Passage shown:
>> start
The victims are not even combatants but innocent civilians who may want nothing to do with local conflicts. They are simply pawns in a battle for power.

Now that world leaders are recognising this routine brutality, there is hope it can be reduced and with it the appalling human toll.

Thanks to Nicole for flagging this up on her own blog.

Photo: Anti-rape protest in Liberia, West Africa. The message reads: "Do not give in to fear, sadness and danger. Do not give up. Report violence cases"


I start a new job on Tuesday - at another charity which I'd better not identify. So posting and commenting may be a bit erratic until I've got the new routine sorted out. But I'll be visiting you all just as often as I can!


  1. Well done Nick, that's an excellent post on a terrible and sad subject: If you don't mind I'll reference it on my own blog.

  2. Thanks, BB. Yes please use it any way you want. The more publicity on this issue the better!
>> end
Dataset entries:
>> start
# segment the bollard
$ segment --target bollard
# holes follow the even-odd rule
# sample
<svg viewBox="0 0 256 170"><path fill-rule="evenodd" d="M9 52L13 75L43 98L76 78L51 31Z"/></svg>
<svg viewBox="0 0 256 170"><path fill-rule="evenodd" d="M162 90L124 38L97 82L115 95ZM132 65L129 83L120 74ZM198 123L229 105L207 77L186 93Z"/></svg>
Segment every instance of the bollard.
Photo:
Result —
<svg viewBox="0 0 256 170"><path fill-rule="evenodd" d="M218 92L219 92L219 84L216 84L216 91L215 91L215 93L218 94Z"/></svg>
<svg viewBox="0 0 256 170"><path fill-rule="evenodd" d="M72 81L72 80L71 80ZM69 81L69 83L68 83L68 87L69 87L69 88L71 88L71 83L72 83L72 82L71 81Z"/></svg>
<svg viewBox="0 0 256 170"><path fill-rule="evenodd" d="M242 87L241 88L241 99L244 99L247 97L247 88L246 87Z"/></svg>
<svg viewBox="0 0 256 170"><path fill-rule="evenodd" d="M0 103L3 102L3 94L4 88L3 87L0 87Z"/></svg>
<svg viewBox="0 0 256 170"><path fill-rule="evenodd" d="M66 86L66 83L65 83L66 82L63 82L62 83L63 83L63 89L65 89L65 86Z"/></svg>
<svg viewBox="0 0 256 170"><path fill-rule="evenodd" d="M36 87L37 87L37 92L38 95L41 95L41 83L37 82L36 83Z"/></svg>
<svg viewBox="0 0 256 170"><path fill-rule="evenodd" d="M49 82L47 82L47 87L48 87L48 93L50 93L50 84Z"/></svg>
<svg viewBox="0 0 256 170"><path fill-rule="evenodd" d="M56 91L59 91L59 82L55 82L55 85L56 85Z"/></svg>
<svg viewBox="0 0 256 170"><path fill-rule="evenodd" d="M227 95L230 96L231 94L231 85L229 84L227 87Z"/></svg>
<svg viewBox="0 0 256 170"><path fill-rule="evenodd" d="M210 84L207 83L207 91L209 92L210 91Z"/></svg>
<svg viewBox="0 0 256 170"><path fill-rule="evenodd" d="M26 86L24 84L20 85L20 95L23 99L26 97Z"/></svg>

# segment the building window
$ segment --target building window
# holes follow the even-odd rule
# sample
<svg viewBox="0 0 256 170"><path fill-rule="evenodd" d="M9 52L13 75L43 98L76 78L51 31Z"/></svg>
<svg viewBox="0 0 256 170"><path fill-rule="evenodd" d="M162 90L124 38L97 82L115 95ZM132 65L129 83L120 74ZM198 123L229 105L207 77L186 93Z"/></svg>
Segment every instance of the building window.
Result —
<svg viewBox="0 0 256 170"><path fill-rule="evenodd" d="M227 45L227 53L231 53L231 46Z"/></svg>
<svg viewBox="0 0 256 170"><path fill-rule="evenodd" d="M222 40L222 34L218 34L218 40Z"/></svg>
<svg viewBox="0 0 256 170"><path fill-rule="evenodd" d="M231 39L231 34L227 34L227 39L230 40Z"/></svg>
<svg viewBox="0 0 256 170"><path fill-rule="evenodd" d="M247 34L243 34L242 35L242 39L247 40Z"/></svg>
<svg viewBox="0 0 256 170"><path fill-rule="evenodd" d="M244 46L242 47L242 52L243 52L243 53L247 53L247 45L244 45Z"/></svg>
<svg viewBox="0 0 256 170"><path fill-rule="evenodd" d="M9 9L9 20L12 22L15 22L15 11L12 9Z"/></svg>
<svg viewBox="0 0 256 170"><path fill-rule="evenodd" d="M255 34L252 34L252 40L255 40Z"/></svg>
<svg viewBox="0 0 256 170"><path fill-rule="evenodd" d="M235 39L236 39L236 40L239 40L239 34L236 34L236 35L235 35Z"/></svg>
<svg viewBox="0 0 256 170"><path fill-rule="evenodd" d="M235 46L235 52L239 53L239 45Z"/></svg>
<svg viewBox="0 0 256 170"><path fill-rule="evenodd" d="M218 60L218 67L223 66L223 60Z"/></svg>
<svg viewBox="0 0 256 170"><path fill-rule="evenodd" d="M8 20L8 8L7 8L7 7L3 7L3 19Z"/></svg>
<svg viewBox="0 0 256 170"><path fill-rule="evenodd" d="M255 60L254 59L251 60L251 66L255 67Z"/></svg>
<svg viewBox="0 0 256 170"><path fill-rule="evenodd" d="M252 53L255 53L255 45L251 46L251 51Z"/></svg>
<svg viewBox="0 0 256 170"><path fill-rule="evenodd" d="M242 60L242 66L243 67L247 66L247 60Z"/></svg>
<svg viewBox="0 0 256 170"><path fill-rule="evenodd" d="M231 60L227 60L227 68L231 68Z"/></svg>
>> end
Requirements:
[1] According to the blog post, where was the anti-rape protest in the photo held?
[2] Extract the part of the blog post starting at "The victims are" and ending at "my own blog.".
[3] Extend the blog post about violence against civilians, picking up after its final sentence.

Answers to the tasks:
[1] In Liberia, West Africa.

[2]
The victims are not even combatants but innocent civilians who may want nothing to do with local conflicts. They are simply pawns in a battle for power.

Now that world leaders are recognising this routine brutality, there is hope it can be reduced and with it the appalling human toll.

Thanks to Nicole for flagging this up on her own blog.

Photo: Anti-rape protest in Liberia, West Africa. The message reads: "Do not give in to fear, sadness and danger. Do not give up. Report violence cases"


I start a new job on Tuesday - at another charity which I'd better not identify. So posting and commenting may be a bit erratic until I've got the new routine sorted out. But I'll be visiting you all just as often as I can!


  1. Well done Nick, that's an excellent post on a terrible and sad subject: If you don't mind I'll reference it on my own blog.

[3]
  3. Wonderful job Nick. You've started a nice little chain. I had a conversation about this topic with a female and a male friend and they each had very different takes. The male friend felt that at least these women were still alive...and he meant that with all the sympathy in the world. He felt that if they could bring themselves to overcome and speak out, then they could turn tragedy into something good. But I don't think he could see that for some women, rape is a fate worse than death - an act of terror. That is exactly how my girlfriend saw it. She said that death would be preferable to living with the memory of being raped. I'm doing a follow-up post based on this conversation in the next day or so.

    Perhaps the American government isn't too interested in talking about this topic because then we'd also have to discuss acts of sexual violence committed both within and by our own military.

  4. Women as commodity, disempowered and valued only because of their sexuality. This is a horrific issue and runs so deep, Nick. Every rape affects all the children of the woman, her husband, her sisters, her mother. Suicide is often her only way out of the condemnation and judgement of her family and her own hopelessness. Bosnia was so affected by this along with Africa.
    I agree with the Aga Khan who is funding education for women the world over: The only way out is to educate the impoverished women of the world and empower them so that this, along with other fem-crimes will never happen again.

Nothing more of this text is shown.